Data listing »
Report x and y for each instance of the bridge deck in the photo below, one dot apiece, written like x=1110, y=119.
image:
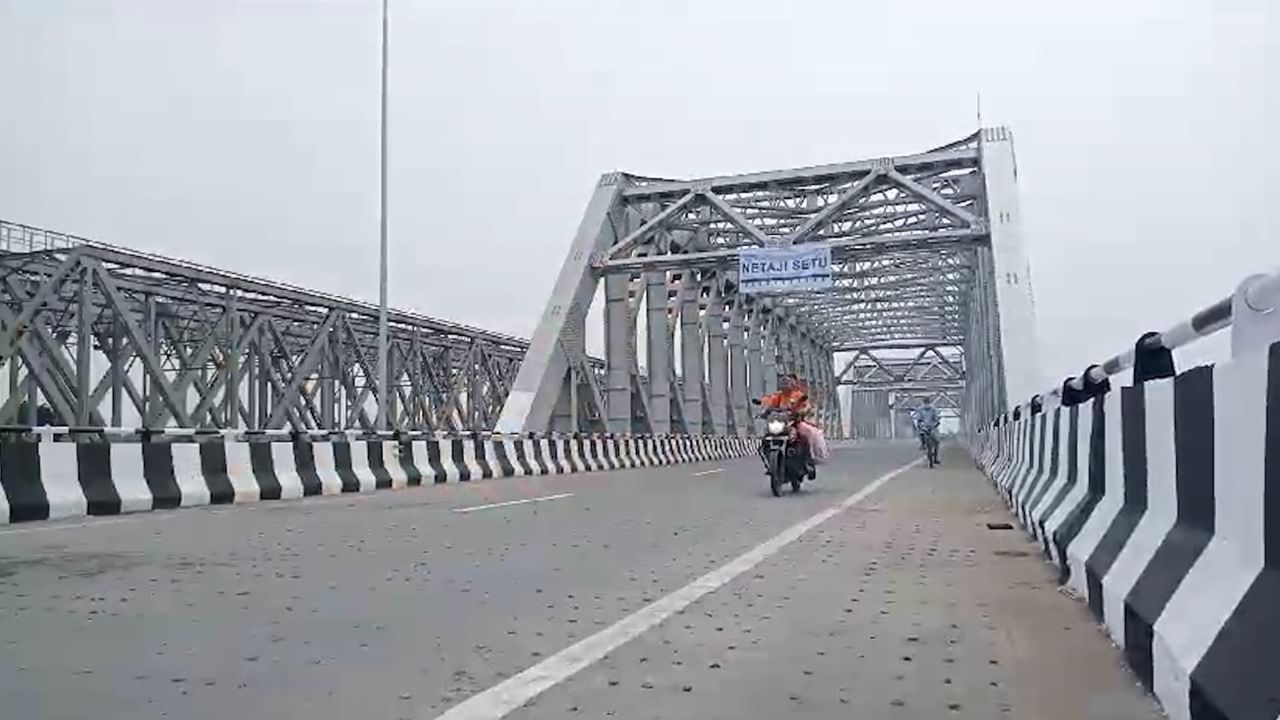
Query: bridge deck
x=396, y=605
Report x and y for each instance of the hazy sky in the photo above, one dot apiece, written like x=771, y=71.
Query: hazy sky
x=245, y=133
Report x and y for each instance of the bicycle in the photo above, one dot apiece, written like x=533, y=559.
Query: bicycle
x=929, y=442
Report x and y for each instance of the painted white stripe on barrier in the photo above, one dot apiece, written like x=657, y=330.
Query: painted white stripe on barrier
x=611, y=452
x=469, y=459
x=327, y=468
x=392, y=461
x=510, y=502
x=553, y=466
x=188, y=474
x=1161, y=507
x=128, y=477
x=360, y=465
x=1052, y=482
x=240, y=470
x=59, y=473
x=513, y=458
x=423, y=461
x=1234, y=556
x=1084, y=428
x=286, y=470
x=510, y=695
x=1106, y=510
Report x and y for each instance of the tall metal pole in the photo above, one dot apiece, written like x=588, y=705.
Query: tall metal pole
x=383, y=391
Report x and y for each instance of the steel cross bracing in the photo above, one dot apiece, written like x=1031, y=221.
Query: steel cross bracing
x=915, y=263
x=101, y=336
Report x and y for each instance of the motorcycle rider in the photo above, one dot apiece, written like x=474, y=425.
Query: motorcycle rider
x=791, y=396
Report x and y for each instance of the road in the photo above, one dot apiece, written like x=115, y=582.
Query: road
x=688, y=583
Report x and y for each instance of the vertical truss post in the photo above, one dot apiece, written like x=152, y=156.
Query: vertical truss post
x=83, y=347
x=618, y=351
x=328, y=381
x=739, y=390
x=151, y=341
x=691, y=350
x=32, y=396
x=231, y=363
x=10, y=409
x=658, y=351
x=717, y=359
x=772, y=341
x=117, y=369
x=544, y=372
x=754, y=361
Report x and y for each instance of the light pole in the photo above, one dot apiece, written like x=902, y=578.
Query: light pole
x=383, y=391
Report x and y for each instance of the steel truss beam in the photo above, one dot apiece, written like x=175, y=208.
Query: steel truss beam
x=912, y=241
x=104, y=336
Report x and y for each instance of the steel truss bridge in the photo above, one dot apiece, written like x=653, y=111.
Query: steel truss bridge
x=101, y=336
x=931, y=296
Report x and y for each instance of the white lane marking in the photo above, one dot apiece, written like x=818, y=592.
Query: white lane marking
x=492, y=505
x=510, y=695
x=113, y=520
x=315, y=501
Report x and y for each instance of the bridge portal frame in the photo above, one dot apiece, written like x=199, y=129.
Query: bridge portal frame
x=103, y=336
x=927, y=250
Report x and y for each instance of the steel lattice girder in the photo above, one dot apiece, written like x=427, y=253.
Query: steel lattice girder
x=172, y=343
x=912, y=242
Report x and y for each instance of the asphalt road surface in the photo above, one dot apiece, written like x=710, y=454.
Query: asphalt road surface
x=670, y=593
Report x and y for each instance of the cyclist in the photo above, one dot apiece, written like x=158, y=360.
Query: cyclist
x=927, y=422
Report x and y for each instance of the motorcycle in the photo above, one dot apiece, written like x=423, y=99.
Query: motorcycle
x=781, y=452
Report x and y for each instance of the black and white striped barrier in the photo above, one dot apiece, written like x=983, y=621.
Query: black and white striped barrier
x=48, y=474
x=1161, y=506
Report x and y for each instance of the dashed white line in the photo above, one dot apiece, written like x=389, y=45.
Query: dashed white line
x=510, y=502
x=510, y=695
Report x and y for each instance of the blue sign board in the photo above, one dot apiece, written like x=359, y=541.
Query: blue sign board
x=785, y=269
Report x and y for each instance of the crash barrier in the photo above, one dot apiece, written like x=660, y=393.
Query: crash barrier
x=1160, y=505
x=62, y=473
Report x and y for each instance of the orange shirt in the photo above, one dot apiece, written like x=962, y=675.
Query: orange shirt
x=794, y=400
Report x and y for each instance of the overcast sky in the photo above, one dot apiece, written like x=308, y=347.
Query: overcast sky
x=245, y=133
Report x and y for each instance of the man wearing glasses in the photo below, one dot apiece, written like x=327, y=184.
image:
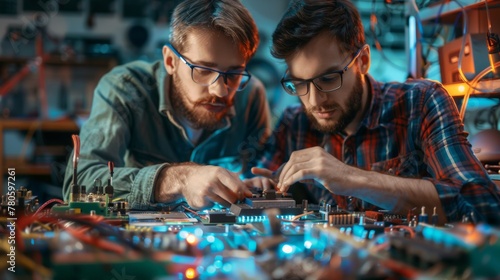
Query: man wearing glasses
x=361, y=144
x=186, y=128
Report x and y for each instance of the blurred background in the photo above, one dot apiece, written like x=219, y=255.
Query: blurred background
x=43, y=103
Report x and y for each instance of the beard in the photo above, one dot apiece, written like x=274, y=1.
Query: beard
x=347, y=115
x=193, y=111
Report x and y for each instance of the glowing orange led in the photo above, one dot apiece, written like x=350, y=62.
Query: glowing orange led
x=190, y=273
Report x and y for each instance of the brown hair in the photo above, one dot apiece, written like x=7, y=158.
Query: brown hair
x=227, y=16
x=305, y=19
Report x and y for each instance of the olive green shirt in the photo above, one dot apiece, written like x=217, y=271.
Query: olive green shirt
x=132, y=124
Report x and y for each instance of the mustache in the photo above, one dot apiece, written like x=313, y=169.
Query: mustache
x=212, y=100
x=322, y=108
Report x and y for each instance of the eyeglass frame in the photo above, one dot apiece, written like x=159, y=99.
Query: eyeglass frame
x=311, y=80
x=220, y=73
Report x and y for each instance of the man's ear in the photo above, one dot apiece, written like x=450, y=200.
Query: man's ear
x=168, y=60
x=364, y=60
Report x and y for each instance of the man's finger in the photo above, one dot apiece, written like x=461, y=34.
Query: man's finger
x=262, y=172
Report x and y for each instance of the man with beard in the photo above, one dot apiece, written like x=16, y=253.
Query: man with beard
x=361, y=144
x=186, y=128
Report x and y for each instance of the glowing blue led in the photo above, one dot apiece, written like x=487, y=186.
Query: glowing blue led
x=198, y=232
x=287, y=249
x=211, y=269
x=227, y=268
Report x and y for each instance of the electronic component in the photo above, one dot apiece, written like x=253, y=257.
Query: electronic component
x=255, y=206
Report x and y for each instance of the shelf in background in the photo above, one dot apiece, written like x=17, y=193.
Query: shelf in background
x=450, y=9
x=459, y=89
x=54, y=125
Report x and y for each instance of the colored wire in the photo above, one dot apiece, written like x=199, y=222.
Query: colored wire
x=48, y=202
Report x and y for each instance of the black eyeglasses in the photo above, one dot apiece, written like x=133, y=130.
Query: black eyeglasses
x=326, y=82
x=205, y=76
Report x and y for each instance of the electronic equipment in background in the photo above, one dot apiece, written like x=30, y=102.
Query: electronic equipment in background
x=475, y=58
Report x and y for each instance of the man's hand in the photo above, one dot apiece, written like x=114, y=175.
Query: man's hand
x=314, y=164
x=200, y=185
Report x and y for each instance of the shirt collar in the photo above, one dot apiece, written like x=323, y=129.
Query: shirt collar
x=373, y=113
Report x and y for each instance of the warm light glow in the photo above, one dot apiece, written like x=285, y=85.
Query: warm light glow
x=190, y=273
x=191, y=239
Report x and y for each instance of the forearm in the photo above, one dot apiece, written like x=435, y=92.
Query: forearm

Stated exercise » Can you reproduce the whole listing above word for word, leaving out the pictures?

Output for this task »
Report x and y for each instance of the bridge deck in the photo below, one dot apiece, written like x=1110, y=119.
image:
Query: bridge deck
x=396, y=605
Report x and y for each instance of the hazy sky in the photo above, one dot apiece, written like x=771, y=71.
Query: hazy sky
x=245, y=133
Report x and y for each instance of the bicycle in the photo above, one dot apiece, written like x=533, y=559.
Query: bicycle
x=929, y=442
Report x and y for each instance of the painted white stripe on barrier in the photo above, one dot apiece, written like x=657, y=330.
Query: painted white stripe on barrier
x=611, y=452
x=469, y=459
x=327, y=468
x=392, y=461
x=510, y=502
x=553, y=466
x=188, y=474
x=1161, y=507
x=128, y=477
x=360, y=465
x=1052, y=482
x=240, y=470
x=59, y=473
x=513, y=458
x=423, y=461
x=1234, y=556
x=1084, y=428
x=286, y=470
x=510, y=695
x=1106, y=510
Report x and y for each instance of the tall metal pole in the photo above, one dot apiece, written like x=588, y=705.
Query: tall metal pole
x=383, y=391
Report x and y for each instance of the steel cross bracing in the photo above, one dot apiece, written like x=1031, y=221.
Query: steel cross bracing
x=915, y=263
x=101, y=336
Report x and y for each instance of the motorcycle rider in the photo above, one dot apiece, written like x=474, y=425.
Query: motorcycle rider
x=791, y=396
Report x and y for each instance of the road in the photo above, one dot apiece, written like x=115, y=582.
Query: road
x=688, y=583
Report x and y for each instance of the vertical truss post in the photo above, one dot apiece, written like x=152, y=156.
Query: vertical truss post
x=83, y=347
x=618, y=351
x=328, y=381
x=739, y=390
x=151, y=341
x=691, y=350
x=32, y=396
x=231, y=363
x=10, y=409
x=658, y=351
x=717, y=359
x=772, y=341
x=117, y=369
x=544, y=372
x=754, y=361
Report x and y for each instance of the light pole in the photo above, one dot apiece, written like x=902, y=578.
Query: light pole
x=383, y=391
Report x and y for each instance of the steel truss beam in the photo above, one dot apiece, written like x=175, y=208.
Query: steel truss beam
x=912, y=241
x=104, y=336
Report x and y for each instance of the steel truss bridge in the photo above, one dot apiece, written like x=653, y=111.
Query: steel truss bridge
x=101, y=336
x=931, y=296
Report x and y for each instance of the white lane marking in the photo above, one dot apiece, written like x=818, y=592.
Query: white lane marking
x=492, y=505
x=510, y=695
x=113, y=520
x=315, y=501
Report x and y for each instance of the bridge portal frame in the photo above, one dot apiece, written like x=199, y=129.
Query: bridge portal frame
x=103, y=336
x=927, y=250
Report x and y for each instance of the steel lattice girder in the photo above, one dot apiece, written like x=427, y=253.
Query: steel lattice girder
x=172, y=343
x=912, y=242
Report x and y for each instance of the asphalt road surface in the photo above, one dot apiece, written like x=710, y=454.
Query: asphalt road surface
x=670, y=593
Report x and y for each instance of the cyclist in the photo above, one dot apiece, written like x=158, y=360.
Query: cyclist
x=927, y=422
Report x and y for each instance of the motorcycle in the photo above, one dot apiece, written like x=423, y=99.
Query: motorcycle
x=781, y=452
Report x and y for each instance of the black and white striped barrier in the photo above, one dot apiece, written like x=983, y=621.
Query: black and white striped barrier
x=48, y=474
x=1161, y=506
Report x and y for each instance of the dashed white line in the photo above, one dot apiece, written like x=389, y=45.
Query: dashed white line
x=510, y=502
x=510, y=695
Report x and y for each instance of the blue sign board in the photo above, one dot apiece, written like x=359, y=541.
Query: blue sign board
x=785, y=269
Report x and y for each instance of the crash barrier in the photo above, one dot apiece, written like x=660, y=393.
Query: crash barrier
x=1160, y=505
x=62, y=473
Report x and y for each instance of the orange shirt in the photo above, one dot apiece, written like x=962, y=675.
Query: orange shirt
x=794, y=400
Report x and y for each instance of the overcast sky in the photo above, one dot apiece, written like x=308, y=347.
Query: overcast sky
x=245, y=133
Report x and y for each instance of the man wearing glasses in the photo below, one dot apiece, written like x=327, y=184.
image:
Query: man wearing glasses
x=361, y=144
x=186, y=128
Report x and y for each instance of the blurred background in the photo above, one dot apiece, written like x=219, y=255.
Query: blurred background
x=43, y=103
Report x and y for each instance of the beard in the photo above, one dot apiece, written like x=274, y=1.
Query: beard
x=347, y=115
x=193, y=111
Report x and y for each instance of the glowing orange led in the photo above, one dot apiece, written like x=350, y=62.
Query: glowing orange led
x=190, y=273
Report x and y for each instance of the brown hair in the photo above, one dot apiece, written like x=7, y=158.
Query: brown hair
x=227, y=16
x=305, y=19
Report x and y for each instance of the olive green shirt in the photo above, one dot apiece, written like x=217, y=271.
Query: olive green shirt
x=132, y=124
Report x and y for each instance of the mustache in the photo above, one dot apiece, written like x=313, y=169.
Query: mustache
x=212, y=100
x=322, y=108
Report x and y for each instance of the eyeglass frame in the photo above, one dot apiece, written like x=159, y=99.
Query: eyeglass frame
x=311, y=80
x=220, y=73
Report x and y for each instance of the man's ear in the photo above, one dot apiece, written like x=450, y=200.
Query: man's ear
x=168, y=60
x=364, y=60
Report x and y for each instance of the man's finger in the photo above, one dot apiece, written like x=461, y=34.
Query: man's finger
x=262, y=172
Report x and y for each instance of the man with beard in the photo above, one dot apiece, written like x=16, y=253.
Query: man with beard
x=361, y=144
x=186, y=128
Report x and y for each instance of the glowing blue led in the photo above, one dot apiece, written like x=487, y=186.
Query: glowing blue led
x=198, y=232
x=287, y=249
x=211, y=269
x=227, y=268
Report x and y for each instance of the electronic component in the photo above, one dot apiece, written like x=253, y=257.
Query: electronic component
x=255, y=206
Report x and y for each instance of the shelf in background in the photo above, one dot apiece, written like x=17, y=193.
Query: shelf in background
x=450, y=9
x=459, y=89
x=54, y=125
Report x and y for each instance of the colored wire in the photo above, one dot apiece, written like x=199, y=222.
Query: colored wire
x=48, y=202
Report x and y for each instance of the black eyeglasses in the photo above, one dot apiece, written like x=133, y=130.
Query: black eyeglasses
x=326, y=82
x=205, y=76
Report x and y for each instance of the electronic equipment in background in the photo above, one dot apiece, written like x=30, y=102.
Query: electronic equipment in background
x=475, y=58
Report x and y for each instance of the man's hand in the photo above, one dot apiece, written like x=114, y=175.
Query: man's hand
x=314, y=164
x=200, y=185
Report x and y for each instance of the shirt collar in the photo above, one dot apiece, written like x=323, y=129.
Query: shirt collar
x=373, y=113
Report x and y for each instance of the warm light glow in the photo above, one dot apiece, written like x=285, y=85.
Query: warm light glow
x=190, y=273
x=191, y=239
Report x and y for each instance of the forearm in the photo above, one dot apiece, written like x=435, y=92.
Query: forearm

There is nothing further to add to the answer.